* _WRITTEN EXERCISE_
Reproduce word for word everything from the line containing "Task: pick out one point for each instance of the distant" down to the end of the items below.

* _SUPPLIED DATA_
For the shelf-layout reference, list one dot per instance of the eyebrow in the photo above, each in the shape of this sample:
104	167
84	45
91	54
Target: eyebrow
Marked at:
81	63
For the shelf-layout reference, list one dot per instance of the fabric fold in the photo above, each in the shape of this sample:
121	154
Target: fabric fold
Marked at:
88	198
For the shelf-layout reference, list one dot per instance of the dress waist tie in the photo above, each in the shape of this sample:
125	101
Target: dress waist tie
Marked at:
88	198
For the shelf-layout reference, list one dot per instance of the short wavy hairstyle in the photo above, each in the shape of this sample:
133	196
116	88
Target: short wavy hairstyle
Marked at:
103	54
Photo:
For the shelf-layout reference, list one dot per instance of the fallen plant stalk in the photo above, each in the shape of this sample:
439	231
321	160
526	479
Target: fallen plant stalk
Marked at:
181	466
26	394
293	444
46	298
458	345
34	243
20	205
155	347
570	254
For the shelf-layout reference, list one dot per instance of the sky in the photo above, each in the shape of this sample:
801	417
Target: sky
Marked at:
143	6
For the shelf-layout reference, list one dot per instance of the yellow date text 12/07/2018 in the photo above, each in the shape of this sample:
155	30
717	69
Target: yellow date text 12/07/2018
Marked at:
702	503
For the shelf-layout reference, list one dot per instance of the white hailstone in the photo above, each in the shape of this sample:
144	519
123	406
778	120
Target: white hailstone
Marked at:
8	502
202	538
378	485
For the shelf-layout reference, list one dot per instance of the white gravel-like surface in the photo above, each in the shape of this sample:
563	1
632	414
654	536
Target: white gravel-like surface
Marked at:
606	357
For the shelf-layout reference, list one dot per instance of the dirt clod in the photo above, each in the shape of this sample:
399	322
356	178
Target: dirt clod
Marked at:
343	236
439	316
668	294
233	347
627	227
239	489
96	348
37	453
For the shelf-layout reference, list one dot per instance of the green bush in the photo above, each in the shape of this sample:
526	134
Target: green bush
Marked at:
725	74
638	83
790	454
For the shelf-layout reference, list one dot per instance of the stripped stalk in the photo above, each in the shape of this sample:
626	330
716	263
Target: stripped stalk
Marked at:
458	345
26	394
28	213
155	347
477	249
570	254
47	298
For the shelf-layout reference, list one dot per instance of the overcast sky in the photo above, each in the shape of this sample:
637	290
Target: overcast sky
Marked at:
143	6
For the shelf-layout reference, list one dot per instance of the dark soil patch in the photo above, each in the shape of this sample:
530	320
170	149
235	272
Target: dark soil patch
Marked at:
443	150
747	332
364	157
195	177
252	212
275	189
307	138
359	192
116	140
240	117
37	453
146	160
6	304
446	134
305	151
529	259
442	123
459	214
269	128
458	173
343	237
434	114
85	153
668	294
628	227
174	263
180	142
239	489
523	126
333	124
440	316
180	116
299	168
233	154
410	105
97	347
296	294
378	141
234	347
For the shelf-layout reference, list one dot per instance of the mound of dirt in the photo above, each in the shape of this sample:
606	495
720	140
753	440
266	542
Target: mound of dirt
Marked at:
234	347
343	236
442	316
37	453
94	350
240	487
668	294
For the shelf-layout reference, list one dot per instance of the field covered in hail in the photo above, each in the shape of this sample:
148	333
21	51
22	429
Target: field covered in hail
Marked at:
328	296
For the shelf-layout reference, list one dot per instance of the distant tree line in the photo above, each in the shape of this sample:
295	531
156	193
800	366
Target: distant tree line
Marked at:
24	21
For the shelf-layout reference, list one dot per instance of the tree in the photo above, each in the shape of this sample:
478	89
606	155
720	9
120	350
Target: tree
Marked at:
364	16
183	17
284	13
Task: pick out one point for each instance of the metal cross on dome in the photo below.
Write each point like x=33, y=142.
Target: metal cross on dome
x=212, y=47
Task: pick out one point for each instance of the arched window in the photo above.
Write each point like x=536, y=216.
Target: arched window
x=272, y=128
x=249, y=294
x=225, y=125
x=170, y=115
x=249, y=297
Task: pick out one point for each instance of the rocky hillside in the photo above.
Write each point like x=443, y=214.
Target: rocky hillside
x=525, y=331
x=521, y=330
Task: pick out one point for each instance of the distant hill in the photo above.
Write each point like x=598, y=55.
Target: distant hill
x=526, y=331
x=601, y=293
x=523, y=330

* _EXPECTED ANSWER_
Task: pick out one point for each instance of the distant hill in the photo above.
Write each point like x=598, y=55.
Target: distant hill
x=526, y=331
x=601, y=293
x=523, y=330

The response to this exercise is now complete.